■ Stated exercise
Which lines in the listing below contain the word "rock"? Pick out each one and copy it unchanged.

■ Records
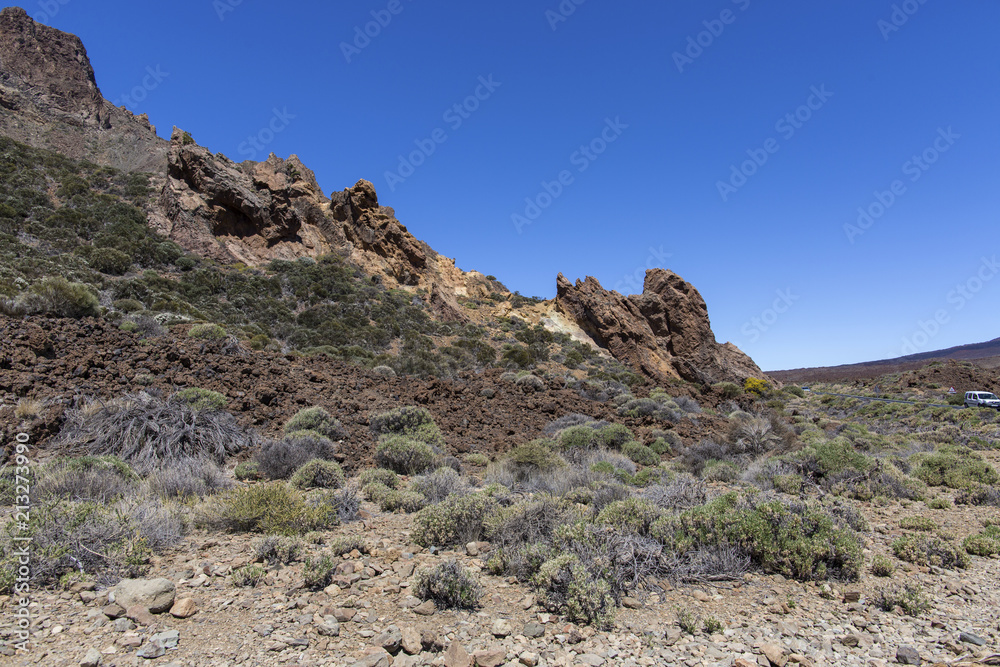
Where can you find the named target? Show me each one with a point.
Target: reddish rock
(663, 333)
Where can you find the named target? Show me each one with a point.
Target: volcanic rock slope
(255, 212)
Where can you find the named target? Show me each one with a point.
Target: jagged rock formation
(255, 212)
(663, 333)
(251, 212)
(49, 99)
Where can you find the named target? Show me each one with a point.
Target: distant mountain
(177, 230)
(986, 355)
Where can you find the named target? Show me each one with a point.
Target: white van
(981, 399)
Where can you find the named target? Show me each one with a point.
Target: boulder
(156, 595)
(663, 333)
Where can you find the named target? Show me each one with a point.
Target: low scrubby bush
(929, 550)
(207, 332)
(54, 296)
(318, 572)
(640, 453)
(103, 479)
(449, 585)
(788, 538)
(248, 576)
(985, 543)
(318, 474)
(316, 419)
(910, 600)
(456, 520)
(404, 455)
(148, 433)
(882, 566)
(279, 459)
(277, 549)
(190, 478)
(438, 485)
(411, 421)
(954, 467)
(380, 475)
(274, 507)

--

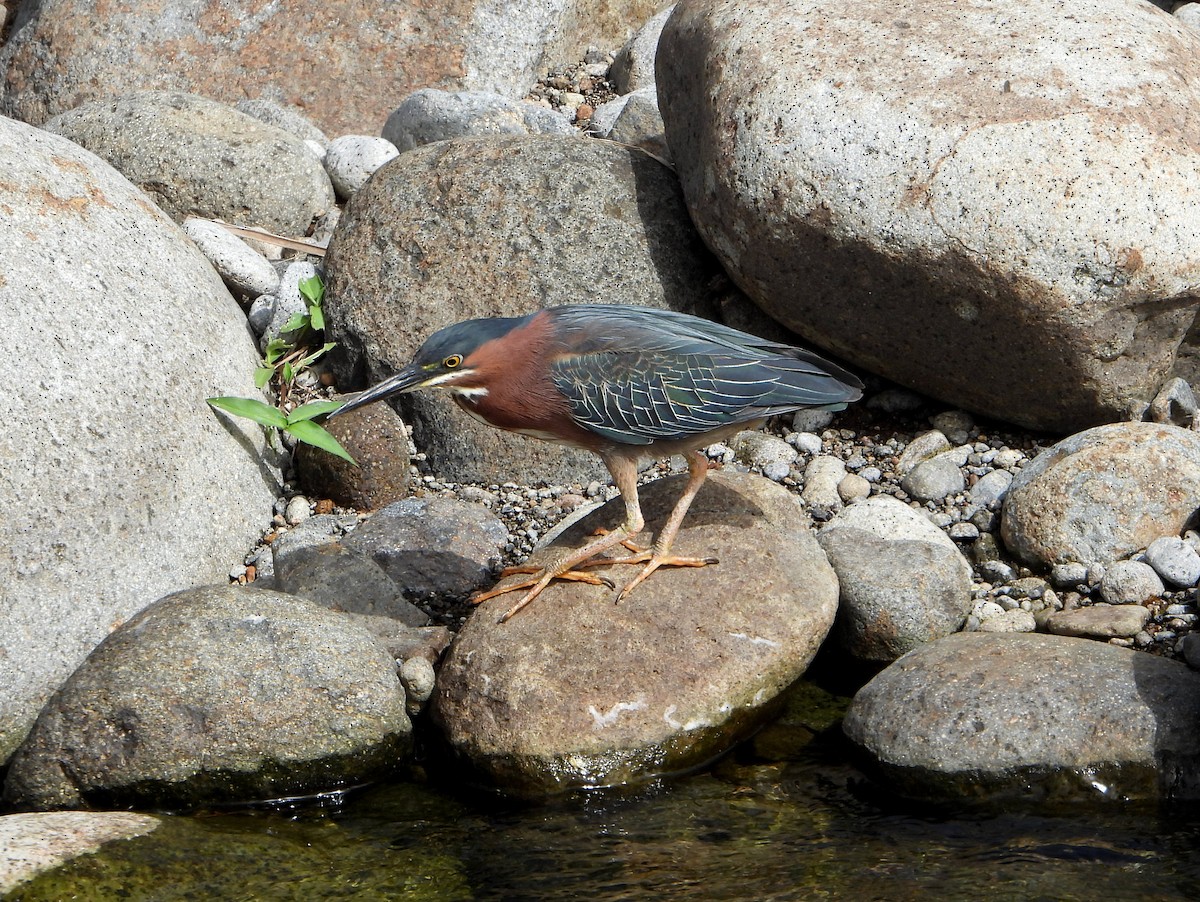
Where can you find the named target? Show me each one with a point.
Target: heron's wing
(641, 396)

■ Exercise solution
Target: reddish rock
Target: volcanic rock slope
Target: jagged rock formation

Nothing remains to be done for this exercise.